Dataset items:

#####

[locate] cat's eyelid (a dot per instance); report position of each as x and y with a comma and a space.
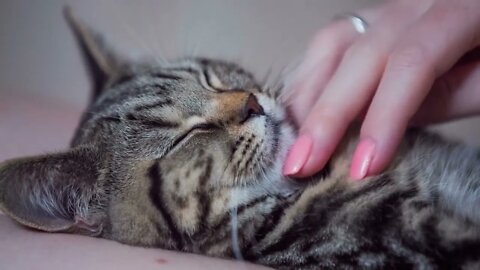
212, 80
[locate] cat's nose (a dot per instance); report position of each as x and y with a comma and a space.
250, 108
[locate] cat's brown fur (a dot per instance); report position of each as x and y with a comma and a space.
186, 155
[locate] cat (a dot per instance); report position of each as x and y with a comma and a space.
186, 155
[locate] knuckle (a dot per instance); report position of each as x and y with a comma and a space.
329, 38
408, 57
366, 48
332, 116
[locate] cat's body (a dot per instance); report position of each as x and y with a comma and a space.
187, 156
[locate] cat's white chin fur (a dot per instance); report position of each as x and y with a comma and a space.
272, 182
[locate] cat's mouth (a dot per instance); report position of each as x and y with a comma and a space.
259, 153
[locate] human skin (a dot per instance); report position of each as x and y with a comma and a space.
416, 64
22, 248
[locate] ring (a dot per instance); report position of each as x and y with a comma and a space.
359, 23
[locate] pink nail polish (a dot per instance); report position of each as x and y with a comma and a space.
298, 155
362, 159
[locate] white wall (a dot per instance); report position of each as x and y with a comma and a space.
38, 55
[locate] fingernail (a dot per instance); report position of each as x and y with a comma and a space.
298, 155
362, 158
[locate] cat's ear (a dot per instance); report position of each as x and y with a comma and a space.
55, 192
101, 60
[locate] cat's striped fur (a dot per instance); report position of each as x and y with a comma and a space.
187, 155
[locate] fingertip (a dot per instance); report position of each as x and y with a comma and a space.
315, 161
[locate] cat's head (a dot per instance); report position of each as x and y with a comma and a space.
163, 150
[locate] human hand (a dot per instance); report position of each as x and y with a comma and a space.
405, 68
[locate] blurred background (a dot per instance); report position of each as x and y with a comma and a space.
44, 87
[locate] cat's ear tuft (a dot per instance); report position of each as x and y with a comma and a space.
54, 193
102, 62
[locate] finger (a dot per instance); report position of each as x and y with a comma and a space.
431, 47
320, 61
349, 90
323, 57
454, 95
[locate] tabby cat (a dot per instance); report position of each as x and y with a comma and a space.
186, 155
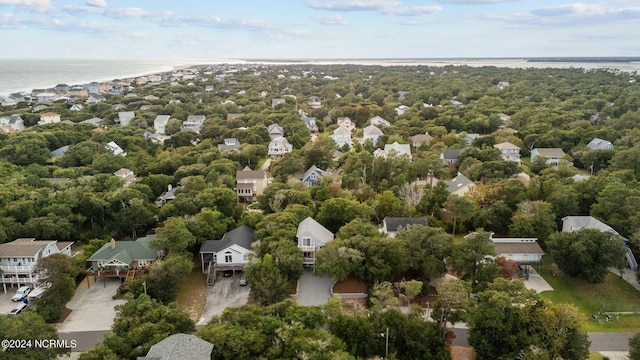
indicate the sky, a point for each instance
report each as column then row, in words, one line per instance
column 316, row 29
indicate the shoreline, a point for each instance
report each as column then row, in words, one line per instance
column 170, row 65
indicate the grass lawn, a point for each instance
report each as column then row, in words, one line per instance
column 191, row 295
column 612, row 295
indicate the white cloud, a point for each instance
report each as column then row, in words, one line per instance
column 34, row 5
column 97, row 3
column 414, row 10
column 331, row 20
column 354, row 5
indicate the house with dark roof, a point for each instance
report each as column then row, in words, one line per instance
column 312, row 176
column 391, row 225
column 124, row 259
column 311, row 236
column 250, row 183
column 450, row 156
column 460, row 185
column 553, row 156
column 180, row 347
column 524, row 251
column 599, row 144
column 230, row 252
column 18, row 259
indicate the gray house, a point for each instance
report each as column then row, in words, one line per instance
column 311, row 237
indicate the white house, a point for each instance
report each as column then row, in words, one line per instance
column 229, row 253
column 311, row 237
column 160, row 122
column 279, row 147
column 342, row 136
column 372, row 133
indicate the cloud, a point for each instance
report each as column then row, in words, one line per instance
column 331, row 20
column 473, row 2
column 97, row 3
column 414, row 10
column 354, row 5
column 577, row 14
column 40, row 6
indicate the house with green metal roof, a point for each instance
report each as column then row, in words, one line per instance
column 124, row 258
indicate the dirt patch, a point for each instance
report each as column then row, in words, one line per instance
column 350, row 285
column 462, row 353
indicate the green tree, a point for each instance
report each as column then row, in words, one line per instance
column 586, row 254
column 460, row 208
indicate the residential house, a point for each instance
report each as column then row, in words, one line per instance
column 160, row 123
column 420, row 139
column 579, row 223
column 18, row 259
column 276, row 102
column 93, row 121
column 250, row 183
column 14, row 121
column 275, row 131
column 279, row 146
column 45, row 97
column 346, row 123
column 124, row 259
column 125, row 117
column 115, row 148
column 127, row 175
column 525, row 252
column 60, row 152
column 166, row 196
column 49, row 118
column 401, row 109
column 179, row 347
column 599, row 144
column 394, row 149
column 391, row 225
column 553, row 156
column 460, row 185
column 311, row 236
column 229, row 253
column 230, row 144
column 342, row 136
column 94, row 99
column 379, row 121
column 372, row 133
column 310, row 122
column 312, row 176
column 193, row 123
column 509, row 151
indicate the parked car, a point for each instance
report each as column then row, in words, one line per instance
column 17, row 310
column 21, row 293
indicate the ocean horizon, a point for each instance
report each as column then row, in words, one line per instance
column 24, row 75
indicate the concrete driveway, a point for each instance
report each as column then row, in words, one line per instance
column 92, row 308
column 225, row 293
column 313, row 290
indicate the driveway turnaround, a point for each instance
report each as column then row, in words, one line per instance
column 224, row 293
column 92, row 308
column 313, row 290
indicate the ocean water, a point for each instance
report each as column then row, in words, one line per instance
column 26, row 75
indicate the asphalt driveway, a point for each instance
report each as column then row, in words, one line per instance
column 225, row 293
column 313, row 290
column 92, row 308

#####

Work request: Return every record exactly, leaving out the pictures.

Exercise solution:
[locate] cat's eyelid (a dot per instance); report position of each as x and y with a comma and a space.
212, 80
[locate] cat's nose (a dot per instance); report position of each as x and y with a comma and a space.
250, 108
[locate] cat's brown fur (a dot per instance); report position of each as x and y with a comma and a space.
186, 155
[locate] cat (a dot per instance); report position of each as x and y with a comma and a space.
186, 155
[locate] knuckle (a dot per instance); report position of each as x and y with a comma and a space.
329, 38
408, 57
366, 48
332, 116
[locate] cat's body (a dot per instance); report position of each as x and y with a comma and a space.
187, 156
[locate] cat's white chin fur (a dot per instance); report position of each as x and y with a comma and a space.
272, 182
[locate] cat's mouth (a dot per instance); report position of each as x and y with a comma and a space.
259, 153
[locate] human skin (a dot per instance); report position of each as x and y with a comma and a space.
416, 64
22, 248
[locate] ring (a dot per instance); report position of each as x and y with a comma and a space.
359, 23
[locate] pink nail polish (a dot per instance); report position of each as x and y with a comma and a space.
298, 155
362, 159
[locate] white wall (a dot per instance); report position of each as x and y with a comma and a space.
38, 55
[locate] fingernail (a dot per instance); report position of each as x and y with a comma and a space.
298, 155
362, 158
[locate] cat's ear (a dot per instance); report position of each as x and y with a comma and a space.
55, 192
101, 60
[locate] cat's striped fur (a dot per instance); report position of each as x and y with a comma and a space.
187, 155
[locate] fingertip (a dot per instance); report position of each as x and y with a comma and a space.
315, 161
[locate] cat's head (a dot per instance); report position of each as x and y with a comma and a space.
163, 150
[locate] human hand (a dot per instance); report position of each as x and y with a comma and a space.
405, 68
[locate] blurred background (a dot per instance); report position of each as x and y with a comma and a space.
44, 87
[locate] cat's ear tuft (a dot per instance); report position of each as x and y with a comma and a space.
54, 193
102, 62
[locate] finger (a dot per instance); report position of each as x and y with a comma and a space.
431, 47
320, 61
349, 90
323, 57
454, 95
[locate] tabby cat (a dot per instance); report position of each as x and y with a comma and a space.
186, 155
indicate the sky, a point for each instance
report each as column then row, in words, one line per instance
column 316, row 29
indicate the shoreline, a point for each instance
report each as column then row, in words, one line per instance
column 170, row 65
indicate the grass lawn, a point for each instance
report each as column then row, in words, one line per instance
column 191, row 295
column 612, row 295
indicate the white cloud, a point for each instance
report each as column then row, in words, one line per instance
column 34, row 5
column 97, row 3
column 414, row 10
column 331, row 20
column 354, row 5
indicate the house with dark roof, a point for each instance
report each as column then row, in words, one line per instance
column 312, row 176
column 391, row 225
column 124, row 259
column 311, row 236
column 250, row 183
column 450, row 156
column 460, row 185
column 553, row 156
column 180, row 347
column 524, row 251
column 599, row 144
column 230, row 252
column 18, row 259
indicate the gray house, a point for each instance
report each as column then row, in words, one line per instance
column 311, row 237
indicate the white house, a point for each instance
report each as column then row, in words, one line per instance
column 229, row 253
column 311, row 237
column 160, row 122
column 279, row 147
column 342, row 136
column 372, row 133
indicate the cloud, a point for each instance
report each as column then row, in words, one line per instance
column 331, row 20
column 473, row 2
column 97, row 3
column 414, row 10
column 354, row 5
column 577, row 14
column 40, row 6
indicate the house with green metal roof, a point for each instance
report each as column then row, in words, one line per instance
column 124, row 258
indicate the dirt patch, a point for each instance
report each as column then row, in words, one line per instance
column 350, row 285
column 462, row 353
indicate the green tree, a point for each instance
report each as column then row, in words, one line per instance
column 586, row 254
column 460, row 208
indicate the residential house, a point for each instance
report each as column then row, in words, one line per instance
column 160, row 123
column 420, row 139
column 579, row 223
column 18, row 259
column 276, row 102
column 93, row 121
column 250, row 183
column 14, row 121
column 275, row 131
column 279, row 146
column 45, row 97
column 346, row 123
column 124, row 259
column 125, row 117
column 115, row 148
column 127, row 175
column 525, row 252
column 60, row 152
column 166, row 196
column 49, row 118
column 401, row 109
column 179, row 347
column 599, row 144
column 394, row 149
column 391, row 225
column 553, row 156
column 460, row 185
column 311, row 236
column 229, row 253
column 230, row 144
column 342, row 136
column 94, row 99
column 379, row 121
column 372, row 133
column 310, row 122
column 312, row 176
column 193, row 123
column 509, row 151
indicate the parked car, a point for each instance
report each as column then row, in words, one line per instance
column 17, row 310
column 21, row 293
indicate the ocean horizon, a point for each instance
report each as column then row, in words, one line per instance
column 24, row 75
indicate the concrete driveway, a point for each instance
report each as column then row, in words, one line per instance
column 92, row 308
column 225, row 293
column 313, row 290
indicate the driveway turnaround, a point for each instance
report each as column then row, in words, one line per instance
column 224, row 293
column 92, row 308
column 313, row 290
indicate the ocean water, a point for each instance
report each as column then row, in words, one line per instance
column 26, row 75
indicate the asphalt driveway, a point for each instance
report each as column then row, in words, one line per instance
column 225, row 293
column 313, row 290
column 92, row 308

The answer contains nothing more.